Esercizi da svolgere:
A. Nel testo sugli allenatori stranieri nel calcio italiano, chi fu il primo allenatore professionista a trasferirsi in Italia?
B. Prosegui il testo sugli allenatori stranieri nel calcio italiano a partire dall'ultima frase riportata.

Come se la lingua, l’intuizione e la poetica peninsulare bastassero a fare grande un ct. Un falso mito che è aggravato dalla storia non del calcio mondiale – che basterebbe chiaramente a smontarlo – ma di quello italiano. La Serie A, infatti, è stata profondamente influenzata dalle più disparate idee degli allenatori stranieri.

I primi allenatori stranieri: la scuola danubiana

A partire da Spensley, britannico innovatore e pioniere del football in terra italiana (al Genoa) – diversamente deve dirsi per un altro inglese, Roy Hodgson, gentleman al momento sbagliato ai tempi dell’Inter. Un altro allenatore inglese, William Garbutt, primo professionista a trasferirsi nel nostro Paese, sedette sulla panchina rossoblù del Genoa, rimanendovi fino alla soglia degli anni Cinquanta, per poi allenare Roma e Napoli.

Raccolta di voci:
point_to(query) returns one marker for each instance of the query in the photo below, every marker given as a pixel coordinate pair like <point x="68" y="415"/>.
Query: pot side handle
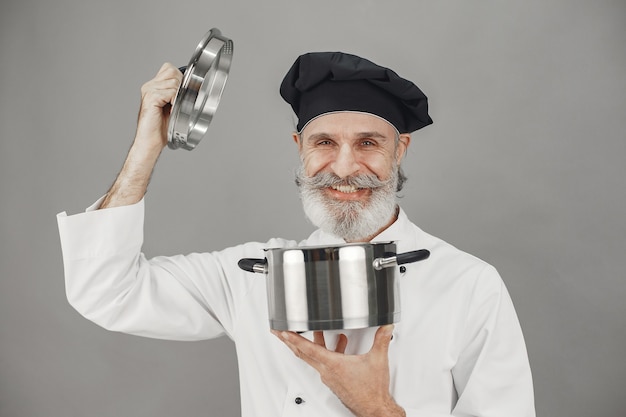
<point x="253" y="265"/>
<point x="414" y="256"/>
<point x="401" y="258"/>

Risposte per esercizio:
A. Fu l'inglese William Garbutt.

B.
Non soltanto il nostro calcio di inizio Secolo, e almeno fino al Dopoguerra, è un calcio povero, poco propositivo a livello tattico e caratterizzato semmai da poche e ineluttabili certezze – sulle quali costruirà le sue fortune il Paron Nereo Rocco, ideologo del catenaccio –, ma è un calcio che non guarda di buon occhio le innovazioni. Volente o nolente, il nostro calcio verrà profondamente influenzato dalla scuola ungherese – la più viva e intrigante scuola di calcio che sia mai esistita; un toccasana per il calcio mondiale, figurarsi per quello italiano.

A partire dagli anni ’20, furono tantissimi gli allenatori ungheresi protagonisti nel nostro paese. Basti pensare al Savona, sulla cui panchina si sedettero Payer, Dimeni, Hajos, Orth e Zilizy (anni Sessanta). Eppure, il doppio trionfo mondiale nel ’34 e nel ’38, sotto la guida dell’indimenticabile Vittorio Pozzo, quasi fece dimenticare al regime le cause profonde di quegli anni così trionfali e innovativi per il nostro paese – dal punto di vista calcistico e sportivo. Ci si dimenticò tutto d’un tratto dell’importanza dei tanti ungheresi, britannici e forestieri che avevano dato al calcio italiano risalto internazionale. Il genio italiano viene prima di tutto, anche quando non è italiano.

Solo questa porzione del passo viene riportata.